Was für eine Leistung von Max Verstappen in Ungarn. Der Weltmeister hat nach einem Qualifying zum Vergessen zurückgeschlagen und sich von Startplatz zehn aus noch den Sieg auf dem Hungaroring geholt. Dabei profitierte Verstappen - wie schon so häufig in dieser Saison - von den Patzern Ferraris.
So schnell kann sich das Blatt wenden.
Am Samstag lief für Red Bull in Budapest überhaupt nichts zusammen. Nach vielen Problemen und Fehlern kamen Max Verstappen und Sergio Perez nur auf die Startplätze zehn und elf. Ganz anders hingegen sah es bei Ferrari aus. Die Roten hofften auf einen Doppelsieg, Carlos Sainz ging von P2 aus ins Rennen, Charles Leclerc von P3.
Red-Bull-Motorsportchef Dr. Helmut Marko erklärte noch vor Rennbeginn am Sky Mikrofon, dass für Verstappen maximal Platz drei drin wäre und somit noch ein wenig Schadensbegrenzung betrieben werden könnte. Doch stattdessen spulte Verstappen eine weltmeisterliche Show ab und raste sensationell zum Sieg.

→ **Arbeitsauftrag**: Kannst du aus dem Textauszug die Stelle wortgetreu abschreiben, die mit „Was für eine“ beginnt und mit „das Blatt wenden.“ endet? Die Zeilen sind eigenständiges Material und gehören nicht zum Textauszug.

→ **Datenzeilen**:

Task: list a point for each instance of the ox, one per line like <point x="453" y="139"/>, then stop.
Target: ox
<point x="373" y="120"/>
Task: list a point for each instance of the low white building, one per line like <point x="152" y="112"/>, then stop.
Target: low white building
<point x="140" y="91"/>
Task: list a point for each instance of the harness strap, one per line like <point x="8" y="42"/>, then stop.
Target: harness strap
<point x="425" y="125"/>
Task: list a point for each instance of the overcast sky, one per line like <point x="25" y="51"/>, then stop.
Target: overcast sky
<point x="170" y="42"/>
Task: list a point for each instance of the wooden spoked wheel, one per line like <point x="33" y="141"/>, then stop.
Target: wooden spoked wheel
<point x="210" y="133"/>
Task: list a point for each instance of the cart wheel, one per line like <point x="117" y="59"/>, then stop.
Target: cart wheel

→ **Schriftliche Lösung**:
Was für eine Leistung von Max Verstappen in Ungarn. Der Weltmeister hat nach einem Qualifying zum Vergessen zurückgeschlagen und sich von Startplatz zehn aus noch den Sieg auf dem Hungaroring geholt. Dabei profitierte Verstappen - wie schon so häufig in dieser Saison - von den Patzern Ferraris.
So schnell kann sich das Blatt wenden.